**CHALLENGE:**
Rewrite the data below as a numbered list, omitting any blank lines.

== INPUT ROWS

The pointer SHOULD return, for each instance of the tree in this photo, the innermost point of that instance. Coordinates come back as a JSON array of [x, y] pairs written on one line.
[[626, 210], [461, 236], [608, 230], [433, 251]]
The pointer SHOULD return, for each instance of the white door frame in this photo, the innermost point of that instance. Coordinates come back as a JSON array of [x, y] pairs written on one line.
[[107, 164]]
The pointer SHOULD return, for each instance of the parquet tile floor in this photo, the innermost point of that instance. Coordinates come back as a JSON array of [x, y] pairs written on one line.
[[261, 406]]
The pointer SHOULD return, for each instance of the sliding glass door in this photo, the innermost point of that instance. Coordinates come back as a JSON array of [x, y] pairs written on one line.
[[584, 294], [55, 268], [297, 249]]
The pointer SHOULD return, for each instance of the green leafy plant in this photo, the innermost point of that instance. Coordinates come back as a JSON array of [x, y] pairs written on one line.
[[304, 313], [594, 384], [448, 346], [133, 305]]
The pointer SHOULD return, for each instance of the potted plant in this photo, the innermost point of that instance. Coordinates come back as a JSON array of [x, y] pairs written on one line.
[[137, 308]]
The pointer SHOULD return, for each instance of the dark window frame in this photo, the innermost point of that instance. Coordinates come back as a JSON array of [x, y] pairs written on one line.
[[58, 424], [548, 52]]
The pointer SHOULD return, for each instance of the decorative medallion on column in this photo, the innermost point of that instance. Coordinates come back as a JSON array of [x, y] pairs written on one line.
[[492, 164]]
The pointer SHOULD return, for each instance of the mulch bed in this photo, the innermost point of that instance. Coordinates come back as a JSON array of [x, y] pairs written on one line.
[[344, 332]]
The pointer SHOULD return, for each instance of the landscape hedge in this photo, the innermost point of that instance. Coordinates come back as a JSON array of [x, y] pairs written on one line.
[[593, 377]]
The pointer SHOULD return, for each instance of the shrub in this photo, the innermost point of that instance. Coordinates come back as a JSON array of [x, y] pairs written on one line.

====

**TASK SOLUTION:**
1. The pointer SHOULD return, for each instance of the tree in this photo, the innermost point of that instance. Coordinates come back as a JSON array of [x, y] pairs written on one line.
2. [[626, 210], [461, 236], [608, 230], [433, 251]]
3. The pointer SHOULD return, for each instance of the white door frame in this photo, the innermost point of that instance. Coordinates come back as a JSON array of [x, y] pairs written on one line.
4. [[107, 164]]
5. The pointer SHOULD return, for each instance of the parquet tile floor in this photo, the innermost point of that instance. Coordinates come back as a JSON array of [x, y] pairs written on one line.
6. [[261, 406]]
7. The pointer SHOULD return, for each instance of the sliding glass door in this photo, the innermost point of that instance. Coordinates come back as a JSON array of [x, y] pairs written on one line.
8. [[584, 294], [55, 268], [297, 249]]
9. The pointer SHOULD return, for each instance of the green leafy plant in this photo, the innermost point of that instance. Coordinates come back as a JSON array of [x, y] pairs written on one line.
10. [[304, 313], [594, 384], [448, 346], [133, 305]]
11. The pointer SHOULD return, for each instance of the potted plant in this photo, the innermost point of that instance. Coordinates come back as a JSON array of [x, y] pairs written on one line.
12. [[137, 308]]
13. The pointer SHOULD return, for each instance of the dark window frame in this photo, the innermost point of that instance. Coordinates come back as a JSON array of [x, y] pairs written on one line.
14. [[58, 424], [548, 52]]
15. The pointer SHOULD return, for each instance of the decorative medallion on column in this photo, the innermost point of that instance. Coordinates come back as a JSON array of [x, y] pairs written on one line.
16. [[492, 164]]
17. The pointer SHOULD return, for each instance of the mulch bed in this photo, the innermost point of that instance. Coordinates come back as a JSON array of [x, y] pairs written on one line.
18. [[344, 332]]
19. The pointer SHOULD return, for each instance of the landscape hedge in this photo, the innermost point of that instance. Coordinates come back as a JSON array of [x, y] pairs written on one line.
20. [[593, 377]]
21. The pointer SHOULD return, for each instance of the shrub in this photo, the innermost point of that instance. Coordinates come back as a JSON array of [x, y] pairs written on one line.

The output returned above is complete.